### INPUT DATA
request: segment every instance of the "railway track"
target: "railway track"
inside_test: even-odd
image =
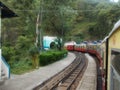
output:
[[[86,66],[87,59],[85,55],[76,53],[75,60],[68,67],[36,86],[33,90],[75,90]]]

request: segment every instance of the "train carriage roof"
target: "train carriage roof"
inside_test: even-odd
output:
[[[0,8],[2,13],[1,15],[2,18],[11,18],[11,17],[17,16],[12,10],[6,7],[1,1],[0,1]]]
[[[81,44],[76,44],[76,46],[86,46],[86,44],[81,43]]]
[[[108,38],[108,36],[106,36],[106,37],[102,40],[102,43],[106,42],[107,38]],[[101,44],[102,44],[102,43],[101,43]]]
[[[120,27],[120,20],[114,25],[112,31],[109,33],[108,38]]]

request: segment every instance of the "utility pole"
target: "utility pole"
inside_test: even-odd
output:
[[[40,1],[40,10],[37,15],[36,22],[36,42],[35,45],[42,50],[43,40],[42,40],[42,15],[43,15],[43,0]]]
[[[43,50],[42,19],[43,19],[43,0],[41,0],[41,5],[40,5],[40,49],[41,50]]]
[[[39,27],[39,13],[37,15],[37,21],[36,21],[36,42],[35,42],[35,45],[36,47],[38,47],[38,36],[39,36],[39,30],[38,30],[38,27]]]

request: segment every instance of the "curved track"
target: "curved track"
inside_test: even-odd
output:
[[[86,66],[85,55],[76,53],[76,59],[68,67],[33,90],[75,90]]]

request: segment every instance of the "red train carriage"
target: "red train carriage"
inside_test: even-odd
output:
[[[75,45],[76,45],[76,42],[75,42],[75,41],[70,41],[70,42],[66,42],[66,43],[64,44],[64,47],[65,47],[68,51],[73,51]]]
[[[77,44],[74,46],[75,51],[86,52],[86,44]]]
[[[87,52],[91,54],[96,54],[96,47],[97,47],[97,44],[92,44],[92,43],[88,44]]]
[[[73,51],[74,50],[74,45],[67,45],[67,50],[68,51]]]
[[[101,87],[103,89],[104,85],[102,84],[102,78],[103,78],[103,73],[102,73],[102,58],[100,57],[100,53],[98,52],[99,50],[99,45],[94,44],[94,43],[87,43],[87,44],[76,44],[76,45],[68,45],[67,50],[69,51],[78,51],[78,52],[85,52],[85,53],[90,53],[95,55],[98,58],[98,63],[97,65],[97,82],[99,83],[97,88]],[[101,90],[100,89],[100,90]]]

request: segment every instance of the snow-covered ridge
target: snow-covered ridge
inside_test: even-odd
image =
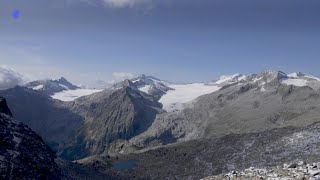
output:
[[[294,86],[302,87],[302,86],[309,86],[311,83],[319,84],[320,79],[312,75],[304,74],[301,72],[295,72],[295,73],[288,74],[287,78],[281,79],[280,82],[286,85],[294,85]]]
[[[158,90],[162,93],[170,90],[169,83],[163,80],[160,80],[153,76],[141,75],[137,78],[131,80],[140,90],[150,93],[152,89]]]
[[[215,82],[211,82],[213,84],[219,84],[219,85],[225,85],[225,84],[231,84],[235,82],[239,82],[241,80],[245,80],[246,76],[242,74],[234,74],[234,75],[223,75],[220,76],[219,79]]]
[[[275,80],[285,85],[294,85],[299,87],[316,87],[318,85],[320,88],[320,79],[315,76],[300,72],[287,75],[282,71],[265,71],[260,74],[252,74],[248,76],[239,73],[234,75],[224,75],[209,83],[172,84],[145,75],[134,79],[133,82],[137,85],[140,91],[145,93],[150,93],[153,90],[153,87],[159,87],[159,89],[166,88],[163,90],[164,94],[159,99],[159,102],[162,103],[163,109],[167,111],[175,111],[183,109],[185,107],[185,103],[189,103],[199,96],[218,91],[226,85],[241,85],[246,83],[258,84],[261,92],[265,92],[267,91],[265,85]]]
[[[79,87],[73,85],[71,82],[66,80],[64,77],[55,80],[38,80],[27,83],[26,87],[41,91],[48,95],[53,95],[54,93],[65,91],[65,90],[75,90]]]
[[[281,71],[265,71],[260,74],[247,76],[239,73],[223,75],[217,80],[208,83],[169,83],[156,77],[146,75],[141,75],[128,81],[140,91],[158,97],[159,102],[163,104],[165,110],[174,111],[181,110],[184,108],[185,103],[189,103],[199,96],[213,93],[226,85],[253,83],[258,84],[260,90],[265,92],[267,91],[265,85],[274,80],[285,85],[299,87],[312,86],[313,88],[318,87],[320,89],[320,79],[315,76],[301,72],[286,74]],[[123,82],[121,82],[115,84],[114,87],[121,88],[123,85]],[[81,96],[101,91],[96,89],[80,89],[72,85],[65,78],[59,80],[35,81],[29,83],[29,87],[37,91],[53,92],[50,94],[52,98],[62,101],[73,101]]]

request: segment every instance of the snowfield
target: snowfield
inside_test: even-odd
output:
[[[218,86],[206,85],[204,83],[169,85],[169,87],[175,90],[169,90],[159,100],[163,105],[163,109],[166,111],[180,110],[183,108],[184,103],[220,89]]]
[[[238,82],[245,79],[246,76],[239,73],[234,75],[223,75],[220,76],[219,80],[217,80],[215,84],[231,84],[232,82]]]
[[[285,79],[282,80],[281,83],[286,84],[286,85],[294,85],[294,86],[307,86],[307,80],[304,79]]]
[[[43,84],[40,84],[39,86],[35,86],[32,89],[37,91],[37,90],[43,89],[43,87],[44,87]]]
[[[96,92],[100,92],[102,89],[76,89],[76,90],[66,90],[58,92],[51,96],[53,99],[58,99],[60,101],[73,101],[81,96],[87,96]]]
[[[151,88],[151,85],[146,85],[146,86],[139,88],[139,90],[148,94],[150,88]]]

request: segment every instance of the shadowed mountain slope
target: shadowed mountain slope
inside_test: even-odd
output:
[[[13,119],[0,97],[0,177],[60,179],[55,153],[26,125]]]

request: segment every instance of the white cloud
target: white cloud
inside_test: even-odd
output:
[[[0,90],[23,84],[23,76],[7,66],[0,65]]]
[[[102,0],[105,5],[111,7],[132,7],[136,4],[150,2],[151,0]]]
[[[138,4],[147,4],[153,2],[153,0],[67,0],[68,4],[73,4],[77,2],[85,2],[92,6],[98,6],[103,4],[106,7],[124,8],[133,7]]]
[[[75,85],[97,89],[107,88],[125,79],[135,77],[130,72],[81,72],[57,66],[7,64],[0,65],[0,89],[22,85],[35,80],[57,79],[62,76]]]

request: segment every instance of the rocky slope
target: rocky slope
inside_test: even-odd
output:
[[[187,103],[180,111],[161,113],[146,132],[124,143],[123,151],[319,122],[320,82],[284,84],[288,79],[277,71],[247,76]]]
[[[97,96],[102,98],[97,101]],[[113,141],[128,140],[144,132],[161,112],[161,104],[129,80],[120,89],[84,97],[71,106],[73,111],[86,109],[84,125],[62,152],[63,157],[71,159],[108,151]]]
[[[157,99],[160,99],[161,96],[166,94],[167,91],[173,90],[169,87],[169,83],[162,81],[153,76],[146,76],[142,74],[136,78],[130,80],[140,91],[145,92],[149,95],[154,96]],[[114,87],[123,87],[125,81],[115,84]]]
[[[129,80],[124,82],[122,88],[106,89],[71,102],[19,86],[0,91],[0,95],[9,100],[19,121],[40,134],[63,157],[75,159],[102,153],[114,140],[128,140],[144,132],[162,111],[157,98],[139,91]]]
######
TASK PROMPT: Give back the listing unchanged. Strip out the pictures.

RESPONSE BOX:
request: segment every instance of the "railway track"
target: "railway track"
inside_test: even-odd
image =
output:
[[[86,66],[87,59],[85,55],[76,53],[75,60],[68,67],[36,86],[33,90],[75,90]]]

request: segment every instance of the "train carriage roof"
target: "train carriage roof"
inside_test: even-odd
output:
[[[0,8],[2,13],[1,15],[2,18],[11,18],[11,17],[17,16],[12,10],[6,7],[1,1],[0,1]]]
[[[81,44],[76,44],[76,46],[86,46],[86,44],[81,43]]]
[[[108,38],[108,36],[106,36],[106,37],[102,40],[102,43],[106,42],[107,38]],[[101,44],[102,44],[102,43],[101,43]]]
[[[120,27],[120,20],[114,25],[112,31],[109,33],[108,38]]]

request: segment every instance of the "utility pole"
target: "utility pole"
inside_test: even-odd
output:
[[[40,1],[40,10],[37,15],[36,22],[36,42],[35,45],[42,50],[43,40],[42,40],[42,15],[43,15],[43,0]]]
[[[43,50],[42,19],[43,19],[43,0],[41,0],[41,5],[40,5],[40,49],[41,50]]]
[[[39,27],[39,13],[37,15],[37,21],[36,21],[36,42],[35,42],[35,45],[36,47],[38,47],[38,36],[39,36],[39,30],[38,30],[38,27]]]

request: segment every instance of the "curved track"
target: "curved track"
inside_test: even-odd
output:
[[[86,66],[85,55],[76,53],[76,59],[68,67],[33,90],[75,90]]]

request: segment every instance of the "red train carriage"
target: "red train carriage"
inside_test: even-odd
output:
[[[75,45],[76,45],[76,42],[75,42],[75,41],[70,41],[70,42],[66,42],[66,43],[64,44],[64,47],[65,47],[68,51],[73,51]]]
[[[77,44],[74,46],[75,51],[86,52],[86,44]]]
[[[87,52],[91,54],[96,54],[96,47],[97,47],[97,44],[92,44],[92,43],[88,44]]]
[[[73,51],[74,50],[74,45],[67,45],[67,50],[68,51]]]
[[[101,87],[103,89],[104,85],[102,84],[102,78],[103,78],[103,73],[102,73],[102,58],[100,57],[100,53],[98,52],[99,50],[99,45],[94,44],[94,43],[87,43],[87,44],[76,44],[76,45],[68,45],[67,50],[69,51],[78,51],[78,52],[85,52],[85,53],[90,53],[95,55],[98,58],[98,63],[97,65],[97,82],[99,83],[97,88]],[[101,90],[100,89],[100,90]]]

request: segment every instance of the snow-covered ridge
target: snow-covered ridge
inside_test: even-odd
image =
output:
[[[294,86],[302,87],[302,86],[309,86],[311,83],[319,84],[320,79],[312,75],[304,74],[301,72],[295,72],[295,73],[288,74],[287,78],[281,79],[280,82],[286,85],[294,85]]]
[[[158,90],[162,93],[170,90],[169,83],[163,80],[160,80],[153,76],[141,75],[137,78],[131,80],[140,90],[150,93],[152,89]]]
[[[215,82],[211,82],[213,84],[219,84],[219,85],[225,85],[225,84],[231,84],[235,82],[239,82],[241,80],[245,80],[246,76],[242,74],[234,74],[234,75],[223,75],[220,76],[219,79]]]
[[[275,80],[285,85],[294,85],[299,87],[316,87],[318,85],[320,88],[320,79],[315,76],[300,72],[287,75],[282,71],[265,71],[260,74],[252,74],[248,76],[239,73],[234,75],[224,75],[209,83],[172,84],[145,75],[134,79],[133,82],[137,85],[140,91],[145,93],[150,93],[153,90],[153,87],[159,87],[159,89],[166,88],[163,90],[164,94],[159,99],[159,102],[162,103],[163,109],[167,111],[175,111],[183,109],[185,107],[185,103],[189,103],[199,96],[218,91],[226,85],[241,85],[246,83],[258,84],[261,92],[265,92],[267,91],[265,85]]]
[[[79,87],[73,85],[71,82],[66,80],[64,77],[55,80],[38,80],[27,83],[26,87],[41,91],[48,95],[53,95],[54,93],[65,91],[65,90],[75,90]]]
[[[281,71],[265,71],[260,74],[247,76],[239,73],[223,75],[217,80],[208,83],[169,83],[156,77],[146,75],[141,75],[128,81],[140,91],[158,97],[159,102],[163,104],[165,110],[174,111],[181,110],[184,108],[185,103],[189,103],[199,96],[213,93],[226,85],[253,83],[258,84],[260,90],[265,92],[267,91],[265,85],[274,80],[285,85],[299,87],[312,86],[313,88],[318,87],[320,89],[320,79],[315,76],[301,72],[286,74]],[[123,82],[121,82],[115,84],[114,87],[121,88],[123,85]],[[81,96],[101,91],[96,89],[80,89],[72,85],[65,78],[59,80],[35,81],[29,83],[29,87],[37,91],[53,92],[50,94],[52,98],[62,101],[73,101]]]

request: segment every instance of the snowfield
target: snowfield
inside_test: even-odd
output:
[[[218,86],[206,85],[204,83],[169,85],[169,87],[175,90],[169,90],[159,100],[163,105],[163,109],[166,111],[180,110],[183,108],[184,103],[220,89]]]
[[[238,82],[245,79],[246,76],[239,73],[234,75],[223,75],[220,76],[219,80],[217,80],[215,84],[231,84],[232,82]]]
[[[285,79],[282,80],[281,83],[286,84],[286,85],[294,85],[294,86],[307,86],[307,80],[304,79]]]
[[[43,84],[40,84],[39,86],[35,86],[32,89],[37,91],[37,90],[43,89],[43,87],[44,87]]]
[[[96,92],[100,92],[102,89],[76,89],[76,90],[66,90],[58,92],[51,96],[53,99],[58,99],[60,101],[73,101],[81,96],[87,96]]]
[[[151,88],[151,85],[146,85],[146,86],[139,88],[139,90],[148,94],[150,88]]]

request: segment every instance of the shadowed mountain slope
target: shadowed mountain slope
inside_test: even-odd
output:
[[[13,119],[0,97],[0,177],[60,179],[55,153],[26,125]]]

request: segment every instance of the white cloud
target: white cloud
inside_test: even-odd
output:
[[[0,90],[23,84],[23,76],[7,66],[0,65]]]
[[[102,0],[105,5],[111,7],[132,7],[136,4],[150,2],[151,0]]]
[[[138,4],[147,4],[153,2],[153,0],[67,0],[68,4],[73,4],[77,2],[85,2],[92,6],[98,6],[103,4],[106,7],[124,8],[133,7]]]
[[[75,85],[97,89],[107,88],[125,79],[135,77],[130,72],[81,72],[57,66],[7,64],[0,65],[0,89],[22,85],[35,80],[57,79],[62,76]]]

request: segment every instance of the rocky slope
target: rocky slope
inside_test: even-odd
output:
[[[187,103],[180,111],[161,113],[146,132],[124,143],[123,151],[319,122],[320,82],[284,84],[288,79],[277,71],[247,76]]]
[[[97,96],[102,98],[97,101]],[[113,141],[128,140],[144,132],[161,112],[161,104],[129,80],[120,89],[84,97],[71,106],[73,111],[86,109],[84,125],[62,152],[63,157],[71,159],[108,151]]]
[[[157,99],[160,99],[161,96],[166,94],[167,91],[173,90],[169,87],[169,83],[162,81],[153,76],[146,76],[142,74],[136,78],[130,80],[140,91],[145,92],[149,95],[154,96]],[[114,87],[123,87],[125,81],[115,84]]]
[[[129,80],[124,82],[122,88],[106,89],[71,102],[19,86],[0,91],[0,95],[9,100],[19,121],[40,134],[63,157],[75,159],[102,153],[114,140],[128,140],[144,132],[162,111],[157,98],[139,91]]]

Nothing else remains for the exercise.